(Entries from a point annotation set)
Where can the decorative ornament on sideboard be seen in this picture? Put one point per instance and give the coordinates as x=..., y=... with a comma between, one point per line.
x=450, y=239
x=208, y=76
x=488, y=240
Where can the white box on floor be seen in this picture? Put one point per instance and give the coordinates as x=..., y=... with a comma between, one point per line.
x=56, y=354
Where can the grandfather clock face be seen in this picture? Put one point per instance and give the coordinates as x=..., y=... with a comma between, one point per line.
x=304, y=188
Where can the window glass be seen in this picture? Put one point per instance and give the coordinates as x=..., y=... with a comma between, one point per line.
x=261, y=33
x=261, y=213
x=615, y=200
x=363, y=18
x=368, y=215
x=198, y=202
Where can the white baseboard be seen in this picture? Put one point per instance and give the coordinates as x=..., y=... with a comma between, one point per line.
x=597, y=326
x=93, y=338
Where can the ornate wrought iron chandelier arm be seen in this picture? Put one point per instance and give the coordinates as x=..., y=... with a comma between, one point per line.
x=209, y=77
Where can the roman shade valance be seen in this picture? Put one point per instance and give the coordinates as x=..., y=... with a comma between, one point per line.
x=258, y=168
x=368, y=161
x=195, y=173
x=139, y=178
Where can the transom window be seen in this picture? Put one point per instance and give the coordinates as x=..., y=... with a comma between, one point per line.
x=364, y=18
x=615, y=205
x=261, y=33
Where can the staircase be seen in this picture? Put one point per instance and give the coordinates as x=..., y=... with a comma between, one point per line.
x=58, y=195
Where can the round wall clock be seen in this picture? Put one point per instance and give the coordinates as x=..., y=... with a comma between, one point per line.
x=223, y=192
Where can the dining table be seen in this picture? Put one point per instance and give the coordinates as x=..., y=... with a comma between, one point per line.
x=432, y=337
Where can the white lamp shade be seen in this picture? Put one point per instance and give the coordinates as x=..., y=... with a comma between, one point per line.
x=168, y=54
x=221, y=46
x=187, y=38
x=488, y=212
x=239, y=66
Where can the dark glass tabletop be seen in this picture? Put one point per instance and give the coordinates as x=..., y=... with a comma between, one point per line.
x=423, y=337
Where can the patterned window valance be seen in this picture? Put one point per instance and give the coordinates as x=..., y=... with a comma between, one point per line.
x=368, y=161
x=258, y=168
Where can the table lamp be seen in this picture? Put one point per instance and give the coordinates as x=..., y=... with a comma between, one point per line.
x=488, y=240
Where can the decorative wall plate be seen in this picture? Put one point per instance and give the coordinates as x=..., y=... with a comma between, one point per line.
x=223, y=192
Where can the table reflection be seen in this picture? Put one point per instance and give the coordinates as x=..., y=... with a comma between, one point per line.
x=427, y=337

What you need to do:
Write out all of the records above exactly as they appear.

Correct response:
Where can the decorative ornament on sideboard be seen in this picture? Put one point per instance and give the coordinates as x=..., y=... with a comma between, one point per line.
x=450, y=239
x=208, y=76
x=488, y=240
Where can the white box on floor be seen in this picture? Put one point per instance and give the coordinates as x=..., y=... with a comma between, one point per line.
x=56, y=354
Where can the grandfather clock face be seen in this picture? Put one point per instance and give the coordinates as x=..., y=... with a comma between, one point per line.
x=304, y=188
Where can the window glass be seen in this picture? Put one point per instance and give the coordinates as x=..., y=... with a comma between, one point per line.
x=261, y=33
x=261, y=213
x=615, y=200
x=363, y=18
x=368, y=215
x=198, y=202
Where can the white baseboard be seen in this picture? Put one point per instance and give the coordinates as x=..., y=... with a comma between, one point per line.
x=597, y=326
x=93, y=338
Where can the ornate wrought iron chandelier arm be seen in this picture? Put one point per instance and give the coordinates as x=..., y=... with a comma between, one point per line.
x=209, y=77
Where can the roman shade valance be seen in this picture? Put one point per instance and give the coordinates as x=..., y=... with a comma between, one point per line.
x=258, y=168
x=368, y=161
x=195, y=173
x=139, y=178
Where can the transom window be seen in this picture? Put one point per instance and give the coordinates as x=..., y=... with a comma between, one point per line.
x=364, y=18
x=615, y=205
x=261, y=33
Where can the staircase be seen in this picture? Put one point per instance and give the coordinates as x=..., y=... with a comma between, one point per line.
x=58, y=195
Where can the round wall clock be seen in this picture? Put one point per instance and give the coordinates as x=..., y=... with a comma between, one point per line.
x=223, y=192
Where can the dining table be seen in this picture? Put one point per instance and give the coordinates as x=..., y=... with a comma between, one point per line.
x=432, y=337
Where can the white lamp shade be seen in this picture? Put one point per instance and give the coordinates as x=..., y=... with a comma between, one point per line.
x=168, y=54
x=221, y=46
x=187, y=38
x=488, y=212
x=239, y=66
Where can the dark glass tabletop be seen in this picture? Put one point per instance and give the coordinates as x=..., y=... with a comma between, one point per line.
x=423, y=337
Where can the patterned window valance be seen in this picture? Put one point per instance and give the coordinates as x=..., y=... with a comma between, one point per line.
x=368, y=161
x=258, y=168
Where can the table lamp be seen in this picture? Put one point per instance and give the coordinates as x=..., y=... with a comma between, one point per line.
x=488, y=240
Where can the decorative wall plate be seen in this picture? Put one point per instance and give the coordinates as x=..., y=... with a comma between, one point per line.
x=223, y=192
Where can the table reflection be seen in this picture? Put one point per instance and give the coordinates as x=..., y=... with a comma between, one point per line.
x=427, y=337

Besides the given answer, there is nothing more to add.